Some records

══════

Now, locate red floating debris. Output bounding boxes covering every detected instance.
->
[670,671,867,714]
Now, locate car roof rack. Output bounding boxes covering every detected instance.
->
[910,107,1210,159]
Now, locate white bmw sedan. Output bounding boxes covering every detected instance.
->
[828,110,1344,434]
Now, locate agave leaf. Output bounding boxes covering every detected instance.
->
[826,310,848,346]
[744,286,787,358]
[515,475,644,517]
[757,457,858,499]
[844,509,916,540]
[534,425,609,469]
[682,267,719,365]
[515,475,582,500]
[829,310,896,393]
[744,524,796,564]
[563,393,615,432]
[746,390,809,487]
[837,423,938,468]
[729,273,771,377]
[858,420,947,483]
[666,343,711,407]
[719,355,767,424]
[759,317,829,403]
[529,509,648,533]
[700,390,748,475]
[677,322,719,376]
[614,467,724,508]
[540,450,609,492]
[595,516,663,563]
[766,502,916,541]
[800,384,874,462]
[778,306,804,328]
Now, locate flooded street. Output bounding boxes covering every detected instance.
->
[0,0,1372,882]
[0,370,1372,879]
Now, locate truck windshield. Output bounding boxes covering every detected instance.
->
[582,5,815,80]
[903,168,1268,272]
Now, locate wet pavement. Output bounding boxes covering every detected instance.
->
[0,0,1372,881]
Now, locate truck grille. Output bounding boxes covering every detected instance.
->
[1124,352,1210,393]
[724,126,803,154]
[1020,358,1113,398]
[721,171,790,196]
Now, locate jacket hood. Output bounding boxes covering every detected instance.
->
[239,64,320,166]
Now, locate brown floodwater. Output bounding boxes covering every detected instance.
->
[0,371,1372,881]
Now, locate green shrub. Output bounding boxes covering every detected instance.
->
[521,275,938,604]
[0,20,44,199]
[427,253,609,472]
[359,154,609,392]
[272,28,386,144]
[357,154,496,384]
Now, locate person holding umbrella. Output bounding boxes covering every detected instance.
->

══════

◆ Work to do:
Rewrite the data above, swapping "Output bounding boxes" for "Return bounding boxes" everywhere it occurs and leaving everything else the same.

◆ Response:
Now, locate red floating debris. Return bounding boxes covering every detected instance.
->
[670,671,867,714]
Now, locate car roof rack. Return bounding boxes covering every detected instance.
->
[910,107,1210,159]
Now, locate white bmw sedan. Return bounding boxes covering every detected instance.
->
[828,110,1344,434]
Now, locate agave leaf. Return bounding boxes covering every detected instance.
->
[826,310,848,346]
[744,286,787,358]
[515,475,644,517]
[757,457,858,499]
[844,509,916,540]
[534,425,609,469]
[682,267,719,365]
[515,475,582,500]
[829,310,896,393]
[744,524,796,564]
[563,393,615,432]
[746,390,809,487]
[837,423,938,468]
[729,273,771,377]
[858,420,947,483]
[666,343,711,407]
[719,355,767,424]
[759,317,829,403]
[529,509,648,533]
[700,390,748,475]
[677,322,719,376]
[614,467,724,508]
[540,450,609,492]
[595,516,663,563]
[766,502,916,541]
[800,384,874,462]
[778,306,804,328]
Now, locate flooded street. Return bounding boxes covering every detected instance.
->
[0,0,1372,882]
[0,370,1372,879]
Now, locate truck windshield. Return bounding boxes covering every detected instance.
->
[582,5,815,80]
[903,168,1268,272]
Now, locate wet pavement. Return bounding boxes covering every detected instance.
->
[0,0,1372,881]
Now, locate truck grille. Return bounding boxes covering every detected instance.
->
[1124,352,1210,393]
[724,126,803,154]
[1020,358,1113,398]
[721,171,790,196]
Now, locate jacket hood. Return bounding boxes covering every detected instance.
->
[239,64,320,166]
Now, locate brown floodwater. Return bounding boxes covering every detected instance.
->
[0,371,1372,881]
Now, locate green shrub. Return bounding boxes covering every detected instance.
->
[521,275,938,604]
[0,20,44,199]
[427,253,609,472]
[359,154,609,392]
[272,28,386,144]
[357,154,496,384]
Now, locate person holding umbrella. Return bounding boxes covering every detected instance.
->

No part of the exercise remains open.